Rewrite only the material from the line containing "Task: Locate the soil" up to and including the line containing "Task: Locate the concrete", keeping every line. Shift each bounding box coordinate in it by adding 100.
— start EXERCISE MATERIALS —
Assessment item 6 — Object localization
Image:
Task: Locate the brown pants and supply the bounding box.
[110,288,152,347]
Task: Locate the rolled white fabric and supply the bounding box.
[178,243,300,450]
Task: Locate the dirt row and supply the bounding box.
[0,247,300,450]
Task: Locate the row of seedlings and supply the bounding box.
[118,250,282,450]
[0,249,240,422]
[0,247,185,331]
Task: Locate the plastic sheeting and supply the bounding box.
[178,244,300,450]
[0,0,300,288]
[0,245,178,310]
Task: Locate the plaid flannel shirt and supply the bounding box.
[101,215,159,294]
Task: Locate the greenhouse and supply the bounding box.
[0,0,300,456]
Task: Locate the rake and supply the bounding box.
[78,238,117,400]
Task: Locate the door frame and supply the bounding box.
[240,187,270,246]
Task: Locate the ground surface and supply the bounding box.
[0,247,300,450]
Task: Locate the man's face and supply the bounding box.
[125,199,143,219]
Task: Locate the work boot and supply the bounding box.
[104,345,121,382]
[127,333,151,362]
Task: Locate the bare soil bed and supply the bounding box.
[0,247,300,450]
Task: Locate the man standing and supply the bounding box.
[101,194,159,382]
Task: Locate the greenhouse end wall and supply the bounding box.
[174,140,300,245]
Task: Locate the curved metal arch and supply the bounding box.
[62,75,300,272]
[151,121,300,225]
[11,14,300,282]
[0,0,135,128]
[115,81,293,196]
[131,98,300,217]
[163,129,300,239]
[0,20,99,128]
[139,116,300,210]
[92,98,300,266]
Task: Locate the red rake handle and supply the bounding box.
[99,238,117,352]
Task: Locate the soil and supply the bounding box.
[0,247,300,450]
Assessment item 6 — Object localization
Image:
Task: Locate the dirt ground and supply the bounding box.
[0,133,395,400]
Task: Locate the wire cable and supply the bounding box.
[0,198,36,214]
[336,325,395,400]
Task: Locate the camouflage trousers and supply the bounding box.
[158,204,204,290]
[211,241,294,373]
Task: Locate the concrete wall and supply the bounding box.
— end EXERCISE MATERIALS —
— start EXERCISE MATERIALS —
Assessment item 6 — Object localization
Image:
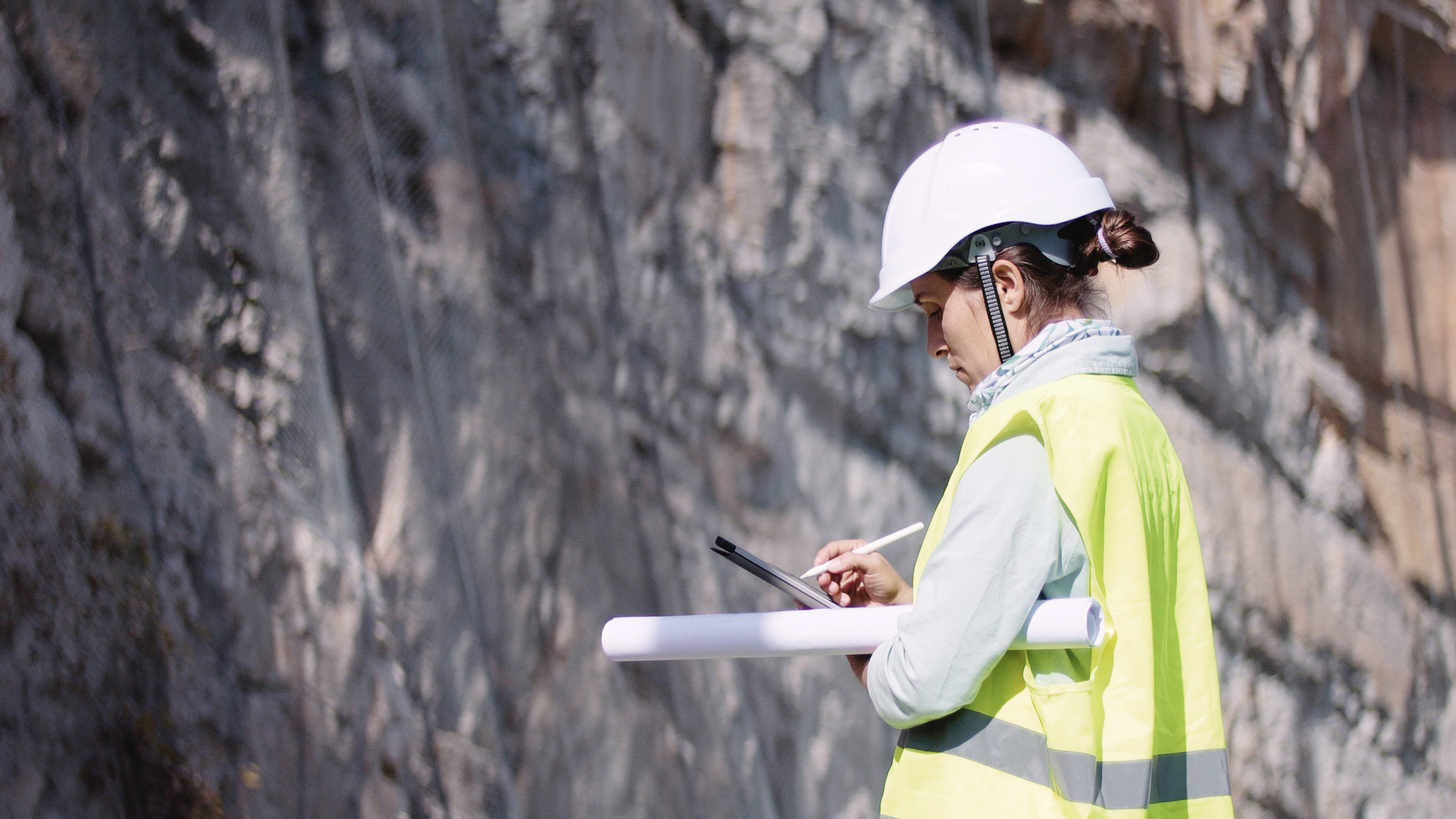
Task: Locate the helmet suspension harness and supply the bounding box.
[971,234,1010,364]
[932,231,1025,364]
— end EXERCISE MATERIALS —
• FULL RESPONSE:
Task: Locate the soil and supply the bounding box.
[100,347,400,550]
Assessment item 6 — Object localization
Image:
Task: Locate the dirt ground and supply the bounding box.
[100,233,495,500]
Task: Locate the wire cable and supply the bounding box.
[100,298,136,314]
[436,425,495,500]
Task: Locate the camouflage trousers and supply the bounding box.
[258,304,304,390]
[311,341,394,473]
Task: Locate the concrete wall and supply the bounding box.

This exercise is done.